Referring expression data
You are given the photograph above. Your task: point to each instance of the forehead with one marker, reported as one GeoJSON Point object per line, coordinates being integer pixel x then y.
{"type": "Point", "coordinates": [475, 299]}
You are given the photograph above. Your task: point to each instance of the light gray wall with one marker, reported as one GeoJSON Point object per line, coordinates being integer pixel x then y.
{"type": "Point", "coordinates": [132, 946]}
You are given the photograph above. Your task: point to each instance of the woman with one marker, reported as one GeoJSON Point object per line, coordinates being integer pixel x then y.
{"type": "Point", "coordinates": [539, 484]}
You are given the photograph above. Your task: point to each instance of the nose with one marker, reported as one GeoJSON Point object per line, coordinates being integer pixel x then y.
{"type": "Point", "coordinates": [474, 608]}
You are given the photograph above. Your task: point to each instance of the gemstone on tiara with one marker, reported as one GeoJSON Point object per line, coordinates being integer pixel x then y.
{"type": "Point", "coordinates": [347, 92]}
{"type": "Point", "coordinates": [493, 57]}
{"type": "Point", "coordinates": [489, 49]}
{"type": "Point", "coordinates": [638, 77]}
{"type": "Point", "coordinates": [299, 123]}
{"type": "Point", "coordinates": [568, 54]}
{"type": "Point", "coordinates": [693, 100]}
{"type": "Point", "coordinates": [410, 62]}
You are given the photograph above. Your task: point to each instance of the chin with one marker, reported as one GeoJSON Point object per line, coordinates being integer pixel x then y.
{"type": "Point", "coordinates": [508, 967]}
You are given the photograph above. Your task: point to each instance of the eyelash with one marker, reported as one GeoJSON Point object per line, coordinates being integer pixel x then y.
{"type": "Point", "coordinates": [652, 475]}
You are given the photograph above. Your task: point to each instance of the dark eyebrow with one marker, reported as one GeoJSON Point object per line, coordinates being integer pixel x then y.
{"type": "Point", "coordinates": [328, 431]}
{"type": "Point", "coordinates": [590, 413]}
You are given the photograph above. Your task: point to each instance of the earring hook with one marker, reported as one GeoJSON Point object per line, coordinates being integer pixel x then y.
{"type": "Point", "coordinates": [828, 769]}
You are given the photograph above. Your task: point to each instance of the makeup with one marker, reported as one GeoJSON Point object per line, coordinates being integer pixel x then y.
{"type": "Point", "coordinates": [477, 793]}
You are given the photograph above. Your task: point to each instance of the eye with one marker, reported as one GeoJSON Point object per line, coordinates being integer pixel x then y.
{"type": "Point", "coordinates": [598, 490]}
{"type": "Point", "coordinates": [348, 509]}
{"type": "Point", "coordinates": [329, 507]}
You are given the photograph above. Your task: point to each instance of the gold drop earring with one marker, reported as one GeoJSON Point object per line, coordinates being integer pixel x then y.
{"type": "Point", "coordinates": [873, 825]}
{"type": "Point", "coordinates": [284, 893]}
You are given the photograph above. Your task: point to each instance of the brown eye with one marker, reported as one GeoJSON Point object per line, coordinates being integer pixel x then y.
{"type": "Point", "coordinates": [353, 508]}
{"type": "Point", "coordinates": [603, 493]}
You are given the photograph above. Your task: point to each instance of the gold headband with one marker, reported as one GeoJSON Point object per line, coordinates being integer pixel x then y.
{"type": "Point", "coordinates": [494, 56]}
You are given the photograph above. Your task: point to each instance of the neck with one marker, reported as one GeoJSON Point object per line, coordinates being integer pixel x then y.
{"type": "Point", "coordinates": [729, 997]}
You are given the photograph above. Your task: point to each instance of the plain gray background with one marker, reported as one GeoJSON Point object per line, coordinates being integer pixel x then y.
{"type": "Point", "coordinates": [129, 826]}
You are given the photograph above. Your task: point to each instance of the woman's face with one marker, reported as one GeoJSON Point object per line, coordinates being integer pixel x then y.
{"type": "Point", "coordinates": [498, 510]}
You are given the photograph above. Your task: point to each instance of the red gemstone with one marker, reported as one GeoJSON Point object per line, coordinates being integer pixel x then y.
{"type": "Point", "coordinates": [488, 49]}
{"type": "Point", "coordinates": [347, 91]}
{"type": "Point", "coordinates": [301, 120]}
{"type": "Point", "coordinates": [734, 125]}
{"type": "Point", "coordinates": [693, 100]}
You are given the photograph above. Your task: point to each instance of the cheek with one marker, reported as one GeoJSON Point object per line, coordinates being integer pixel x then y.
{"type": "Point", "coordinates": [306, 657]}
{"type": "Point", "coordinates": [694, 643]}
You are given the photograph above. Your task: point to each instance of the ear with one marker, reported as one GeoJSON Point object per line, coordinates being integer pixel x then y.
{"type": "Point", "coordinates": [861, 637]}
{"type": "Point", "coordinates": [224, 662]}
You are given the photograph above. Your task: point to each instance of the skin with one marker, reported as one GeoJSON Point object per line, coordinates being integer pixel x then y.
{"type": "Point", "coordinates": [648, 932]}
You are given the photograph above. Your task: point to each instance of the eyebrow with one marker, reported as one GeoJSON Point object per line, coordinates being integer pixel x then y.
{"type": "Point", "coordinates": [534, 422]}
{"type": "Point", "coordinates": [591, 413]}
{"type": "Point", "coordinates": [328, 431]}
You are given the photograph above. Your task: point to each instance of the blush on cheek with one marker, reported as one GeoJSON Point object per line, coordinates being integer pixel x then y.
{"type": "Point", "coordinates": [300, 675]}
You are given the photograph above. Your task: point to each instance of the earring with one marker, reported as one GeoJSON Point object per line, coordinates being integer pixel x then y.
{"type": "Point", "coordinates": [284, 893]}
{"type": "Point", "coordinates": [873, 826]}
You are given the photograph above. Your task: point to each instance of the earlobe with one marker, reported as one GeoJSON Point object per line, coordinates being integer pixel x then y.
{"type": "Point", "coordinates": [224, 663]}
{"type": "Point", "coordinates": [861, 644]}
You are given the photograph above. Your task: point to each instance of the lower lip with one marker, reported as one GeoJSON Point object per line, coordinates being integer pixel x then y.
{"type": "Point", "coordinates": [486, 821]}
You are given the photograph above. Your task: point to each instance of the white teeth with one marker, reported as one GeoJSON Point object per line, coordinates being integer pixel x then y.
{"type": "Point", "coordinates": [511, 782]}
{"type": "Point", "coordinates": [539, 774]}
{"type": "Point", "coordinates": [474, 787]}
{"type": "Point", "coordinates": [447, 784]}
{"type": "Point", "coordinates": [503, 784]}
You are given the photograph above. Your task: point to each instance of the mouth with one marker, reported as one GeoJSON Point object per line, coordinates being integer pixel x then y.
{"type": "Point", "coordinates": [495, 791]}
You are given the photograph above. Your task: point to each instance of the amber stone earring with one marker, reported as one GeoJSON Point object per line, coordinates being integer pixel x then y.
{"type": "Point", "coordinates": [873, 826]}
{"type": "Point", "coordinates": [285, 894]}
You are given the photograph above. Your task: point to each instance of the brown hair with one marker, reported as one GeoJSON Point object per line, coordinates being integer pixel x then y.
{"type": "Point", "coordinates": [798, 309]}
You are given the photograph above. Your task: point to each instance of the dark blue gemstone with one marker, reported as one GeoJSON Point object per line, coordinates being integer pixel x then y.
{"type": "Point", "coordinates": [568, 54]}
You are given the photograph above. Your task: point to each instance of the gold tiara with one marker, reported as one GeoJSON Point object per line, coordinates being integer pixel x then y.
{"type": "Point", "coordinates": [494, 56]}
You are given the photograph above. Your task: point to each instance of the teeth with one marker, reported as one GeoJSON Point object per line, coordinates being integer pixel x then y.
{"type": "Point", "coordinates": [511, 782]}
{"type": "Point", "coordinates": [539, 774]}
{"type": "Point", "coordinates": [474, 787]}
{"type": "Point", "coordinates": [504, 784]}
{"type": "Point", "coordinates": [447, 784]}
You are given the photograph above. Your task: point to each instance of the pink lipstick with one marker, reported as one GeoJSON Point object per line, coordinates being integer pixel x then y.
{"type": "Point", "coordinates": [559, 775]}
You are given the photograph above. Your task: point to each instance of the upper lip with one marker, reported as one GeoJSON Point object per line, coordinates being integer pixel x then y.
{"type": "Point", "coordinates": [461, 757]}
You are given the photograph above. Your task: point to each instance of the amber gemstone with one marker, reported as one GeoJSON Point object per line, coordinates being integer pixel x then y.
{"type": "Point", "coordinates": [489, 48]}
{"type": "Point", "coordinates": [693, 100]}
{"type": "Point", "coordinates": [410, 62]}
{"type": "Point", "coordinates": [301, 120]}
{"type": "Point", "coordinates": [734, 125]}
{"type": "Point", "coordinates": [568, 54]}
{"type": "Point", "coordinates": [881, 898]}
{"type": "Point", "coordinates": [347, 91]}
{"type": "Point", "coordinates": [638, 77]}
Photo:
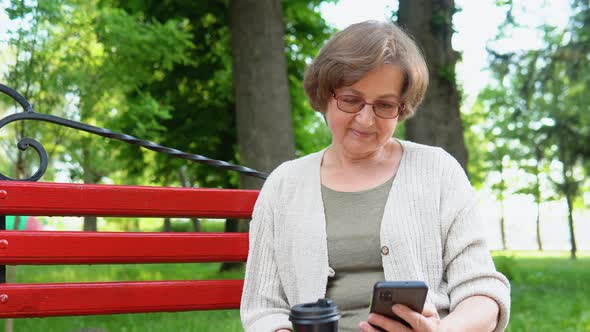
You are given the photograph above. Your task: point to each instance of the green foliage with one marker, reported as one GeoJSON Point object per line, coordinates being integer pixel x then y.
{"type": "Point", "coordinates": [548, 292]}
{"type": "Point", "coordinates": [201, 93]}
{"type": "Point", "coordinates": [80, 60]}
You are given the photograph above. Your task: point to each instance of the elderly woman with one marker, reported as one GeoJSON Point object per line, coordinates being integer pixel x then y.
{"type": "Point", "coordinates": [370, 207]}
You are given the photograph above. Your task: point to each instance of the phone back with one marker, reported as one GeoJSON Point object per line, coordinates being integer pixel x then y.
{"type": "Point", "coordinates": [387, 293]}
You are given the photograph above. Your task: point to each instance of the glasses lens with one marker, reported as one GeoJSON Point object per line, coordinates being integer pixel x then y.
{"type": "Point", "coordinates": [386, 109]}
{"type": "Point", "coordinates": [350, 104]}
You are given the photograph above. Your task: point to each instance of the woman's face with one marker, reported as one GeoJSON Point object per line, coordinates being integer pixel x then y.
{"type": "Point", "coordinates": [363, 133]}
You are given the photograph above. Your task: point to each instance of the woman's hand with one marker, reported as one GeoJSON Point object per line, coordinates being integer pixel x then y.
{"type": "Point", "coordinates": [428, 321]}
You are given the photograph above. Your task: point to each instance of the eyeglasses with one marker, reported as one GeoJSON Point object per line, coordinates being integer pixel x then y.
{"type": "Point", "coordinates": [382, 108]}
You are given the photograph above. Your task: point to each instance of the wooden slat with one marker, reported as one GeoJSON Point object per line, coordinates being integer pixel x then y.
{"type": "Point", "coordinates": [45, 247]}
{"type": "Point", "coordinates": [66, 199]}
{"type": "Point", "coordinates": [72, 299]}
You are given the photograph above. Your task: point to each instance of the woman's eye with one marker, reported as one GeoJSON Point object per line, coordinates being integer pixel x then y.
{"type": "Point", "coordinates": [385, 105]}
{"type": "Point", "coordinates": [351, 100]}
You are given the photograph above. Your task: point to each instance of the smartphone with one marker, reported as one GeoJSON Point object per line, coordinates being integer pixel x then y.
{"type": "Point", "coordinates": [387, 293]}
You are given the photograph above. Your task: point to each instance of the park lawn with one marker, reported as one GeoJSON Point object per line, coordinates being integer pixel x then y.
{"type": "Point", "coordinates": [218, 320]}
{"type": "Point", "coordinates": [549, 293]}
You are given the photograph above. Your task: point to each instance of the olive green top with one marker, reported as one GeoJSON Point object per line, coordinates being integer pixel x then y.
{"type": "Point", "coordinates": [353, 226]}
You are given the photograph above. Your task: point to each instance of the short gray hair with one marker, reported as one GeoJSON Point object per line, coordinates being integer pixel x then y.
{"type": "Point", "coordinates": [351, 53]}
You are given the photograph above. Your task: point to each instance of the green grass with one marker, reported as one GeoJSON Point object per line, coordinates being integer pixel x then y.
{"type": "Point", "coordinates": [218, 320]}
{"type": "Point", "coordinates": [550, 292]}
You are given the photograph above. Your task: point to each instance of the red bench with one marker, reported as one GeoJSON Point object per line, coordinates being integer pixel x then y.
{"type": "Point", "coordinates": [92, 298]}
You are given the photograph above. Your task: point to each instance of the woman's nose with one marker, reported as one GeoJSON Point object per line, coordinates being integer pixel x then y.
{"type": "Point", "coordinates": [366, 116]}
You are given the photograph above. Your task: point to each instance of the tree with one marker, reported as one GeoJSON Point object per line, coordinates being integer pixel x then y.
{"type": "Point", "coordinates": [261, 87]}
{"type": "Point", "coordinates": [438, 121]}
{"type": "Point", "coordinates": [549, 115]}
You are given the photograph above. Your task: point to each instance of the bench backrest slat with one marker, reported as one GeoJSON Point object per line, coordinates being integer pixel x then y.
{"type": "Point", "coordinates": [67, 199]}
{"type": "Point", "coordinates": [48, 247]}
{"type": "Point", "coordinates": [63, 299]}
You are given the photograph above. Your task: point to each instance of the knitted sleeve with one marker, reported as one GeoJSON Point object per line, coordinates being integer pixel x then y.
{"type": "Point", "coordinates": [468, 265]}
{"type": "Point", "coordinates": [264, 307]}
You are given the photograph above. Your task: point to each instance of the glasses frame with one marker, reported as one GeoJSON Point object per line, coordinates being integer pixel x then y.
{"type": "Point", "coordinates": [400, 108]}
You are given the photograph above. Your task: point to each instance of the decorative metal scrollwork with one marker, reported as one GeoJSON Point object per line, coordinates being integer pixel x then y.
{"type": "Point", "coordinates": [29, 114]}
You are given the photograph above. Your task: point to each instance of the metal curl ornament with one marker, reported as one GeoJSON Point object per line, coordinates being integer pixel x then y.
{"type": "Point", "coordinates": [29, 114]}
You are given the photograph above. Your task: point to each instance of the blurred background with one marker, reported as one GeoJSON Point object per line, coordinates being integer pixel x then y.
{"type": "Point", "coordinates": [223, 79]}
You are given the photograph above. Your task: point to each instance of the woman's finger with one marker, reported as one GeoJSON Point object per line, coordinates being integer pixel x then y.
{"type": "Point", "coordinates": [416, 320]}
{"type": "Point", "coordinates": [366, 327]}
{"type": "Point", "coordinates": [429, 310]}
{"type": "Point", "coordinates": [387, 324]}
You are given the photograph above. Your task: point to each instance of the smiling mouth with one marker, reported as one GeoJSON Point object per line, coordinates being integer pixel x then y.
{"type": "Point", "coordinates": [360, 133]}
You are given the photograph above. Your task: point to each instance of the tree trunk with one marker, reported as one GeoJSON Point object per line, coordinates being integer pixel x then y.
{"type": "Point", "coordinates": [90, 176]}
{"type": "Point", "coordinates": [261, 91]}
{"type": "Point", "coordinates": [539, 239]}
{"type": "Point", "coordinates": [570, 218]}
{"type": "Point", "coordinates": [438, 120]}
{"type": "Point", "coordinates": [503, 225]}
{"type": "Point", "coordinates": [538, 157]}
{"type": "Point", "coordinates": [261, 87]}
{"type": "Point", "coordinates": [538, 203]}
{"type": "Point", "coordinates": [196, 224]}
{"type": "Point", "coordinates": [167, 225]}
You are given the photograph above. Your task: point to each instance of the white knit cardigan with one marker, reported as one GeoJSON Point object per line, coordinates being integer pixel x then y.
{"type": "Point", "coordinates": [430, 225]}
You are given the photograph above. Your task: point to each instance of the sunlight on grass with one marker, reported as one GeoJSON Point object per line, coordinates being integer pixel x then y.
{"type": "Point", "coordinates": [549, 293]}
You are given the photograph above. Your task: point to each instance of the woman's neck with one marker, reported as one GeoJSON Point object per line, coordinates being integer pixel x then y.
{"type": "Point", "coordinates": [337, 157]}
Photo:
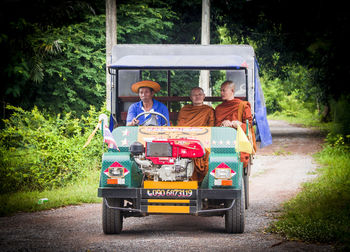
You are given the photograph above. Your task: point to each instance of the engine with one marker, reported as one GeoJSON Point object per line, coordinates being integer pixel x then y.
{"type": "Point", "coordinates": [167, 160]}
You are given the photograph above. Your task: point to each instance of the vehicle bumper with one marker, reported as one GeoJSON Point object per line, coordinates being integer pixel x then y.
{"type": "Point", "coordinates": [159, 201]}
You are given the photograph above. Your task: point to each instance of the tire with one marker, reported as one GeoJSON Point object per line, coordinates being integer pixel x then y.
{"type": "Point", "coordinates": [112, 219]}
{"type": "Point", "coordinates": [235, 218]}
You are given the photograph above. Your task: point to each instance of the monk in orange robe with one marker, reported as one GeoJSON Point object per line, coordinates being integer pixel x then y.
{"type": "Point", "coordinates": [197, 114]}
{"type": "Point", "coordinates": [231, 114]}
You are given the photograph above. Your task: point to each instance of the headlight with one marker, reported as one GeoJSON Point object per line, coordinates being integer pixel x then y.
{"type": "Point", "coordinates": [116, 171]}
{"type": "Point", "coordinates": [223, 173]}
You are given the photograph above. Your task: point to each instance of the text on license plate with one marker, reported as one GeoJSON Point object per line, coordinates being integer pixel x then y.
{"type": "Point", "coordinates": [181, 193]}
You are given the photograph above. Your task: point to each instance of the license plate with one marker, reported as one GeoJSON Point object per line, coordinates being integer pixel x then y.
{"type": "Point", "coordinates": [169, 193]}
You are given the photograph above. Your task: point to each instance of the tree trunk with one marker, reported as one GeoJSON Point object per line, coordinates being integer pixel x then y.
{"type": "Point", "coordinates": [111, 40]}
{"type": "Point", "coordinates": [205, 40]}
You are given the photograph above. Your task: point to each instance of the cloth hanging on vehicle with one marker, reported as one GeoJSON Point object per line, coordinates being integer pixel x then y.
{"type": "Point", "coordinates": [263, 133]}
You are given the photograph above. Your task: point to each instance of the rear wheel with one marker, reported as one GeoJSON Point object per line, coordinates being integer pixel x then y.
{"type": "Point", "coordinates": [234, 218]}
{"type": "Point", "coordinates": [112, 219]}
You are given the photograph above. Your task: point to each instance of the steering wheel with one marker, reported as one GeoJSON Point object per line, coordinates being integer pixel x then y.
{"type": "Point", "coordinates": [153, 113]}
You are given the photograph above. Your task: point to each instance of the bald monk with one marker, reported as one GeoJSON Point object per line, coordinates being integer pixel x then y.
{"type": "Point", "coordinates": [197, 114]}
{"type": "Point", "coordinates": [227, 114]}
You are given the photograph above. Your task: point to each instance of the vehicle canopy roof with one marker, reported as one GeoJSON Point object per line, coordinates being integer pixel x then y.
{"type": "Point", "coordinates": [130, 59]}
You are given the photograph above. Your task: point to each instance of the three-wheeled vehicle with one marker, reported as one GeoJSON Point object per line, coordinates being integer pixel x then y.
{"type": "Point", "coordinates": [150, 171]}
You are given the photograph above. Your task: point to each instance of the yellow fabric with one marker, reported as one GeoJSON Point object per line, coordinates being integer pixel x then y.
{"type": "Point", "coordinates": [242, 142]}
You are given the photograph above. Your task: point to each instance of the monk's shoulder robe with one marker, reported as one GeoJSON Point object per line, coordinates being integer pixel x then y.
{"type": "Point", "coordinates": [228, 110]}
{"type": "Point", "coordinates": [194, 116]}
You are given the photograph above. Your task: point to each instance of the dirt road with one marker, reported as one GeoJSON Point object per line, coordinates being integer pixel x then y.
{"type": "Point", "coordinates": [277, 173]}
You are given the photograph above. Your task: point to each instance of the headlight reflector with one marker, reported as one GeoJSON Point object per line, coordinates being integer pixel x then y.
{"type": "Point", "coordinates": [116, 171]}
{"type": "Point", "coordinates": [223, 173]}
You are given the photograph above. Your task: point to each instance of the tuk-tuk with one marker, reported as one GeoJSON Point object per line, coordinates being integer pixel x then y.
{"type": "Point", "coordinates": [149, 172]}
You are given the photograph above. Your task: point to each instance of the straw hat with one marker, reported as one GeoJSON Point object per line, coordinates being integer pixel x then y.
{"type": "Point", "coordinates": [151, 84]}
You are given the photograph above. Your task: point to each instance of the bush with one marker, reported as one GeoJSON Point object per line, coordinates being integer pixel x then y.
{"type": "Point", "coordinates": [321, 212]}
{"type": "Point", "coordinates": [41, 152]}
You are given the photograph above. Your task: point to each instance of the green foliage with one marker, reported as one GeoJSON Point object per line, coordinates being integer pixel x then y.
{"type": "Point", "coordinates": [144, 22]}
{"type": "Point", "coordinates": [341, 115]}
{"type": "Point", "coordinates": [321, 211]}
{"type": "Point", "coordinates": [62, 69]}
{"type": "Point", "coordinates": [81, 191]}
{"type": "Point", "coordinates": [39, 151]}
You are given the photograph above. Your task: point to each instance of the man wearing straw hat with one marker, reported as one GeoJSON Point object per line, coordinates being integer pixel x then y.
{"type": "Point", "coordinates": [146, 90]}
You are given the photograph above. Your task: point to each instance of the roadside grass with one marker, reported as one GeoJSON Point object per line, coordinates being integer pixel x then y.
{"type": "Point", "coordinates": [305, 119]}
{"type": "Point", "coordinates": [82, 191]}
{"type": "Point", "coordinates": [321, 211]}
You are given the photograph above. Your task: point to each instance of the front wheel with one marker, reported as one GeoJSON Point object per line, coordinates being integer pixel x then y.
{"type": "Point", "coordinates": [112, 219]}
{"type": "Point", "coordinates": [235, 218]}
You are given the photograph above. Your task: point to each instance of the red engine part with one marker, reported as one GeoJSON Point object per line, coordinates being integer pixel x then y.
{"type": "Point", "coordinates": [166, 151]}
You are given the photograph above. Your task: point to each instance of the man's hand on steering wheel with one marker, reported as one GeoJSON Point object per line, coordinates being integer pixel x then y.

## What to do:
Repeat the line that contains "the red engine", then every line after it until the records end, with nothing added.

## Solution:
You are given the photograph above. Your task: point to each instance of the red engine part with one marker, reported as one GeoJSON Point object per line, coordinates being integer pixel x then y.
{"type": "Point", "coordinates": [166, 151]}
You are given the photograph above. Your task: point to each instance of the man's hand on steering wheel with one marker, reported as one GeoJSON Point object per line, coordinates being integer pixel x then y.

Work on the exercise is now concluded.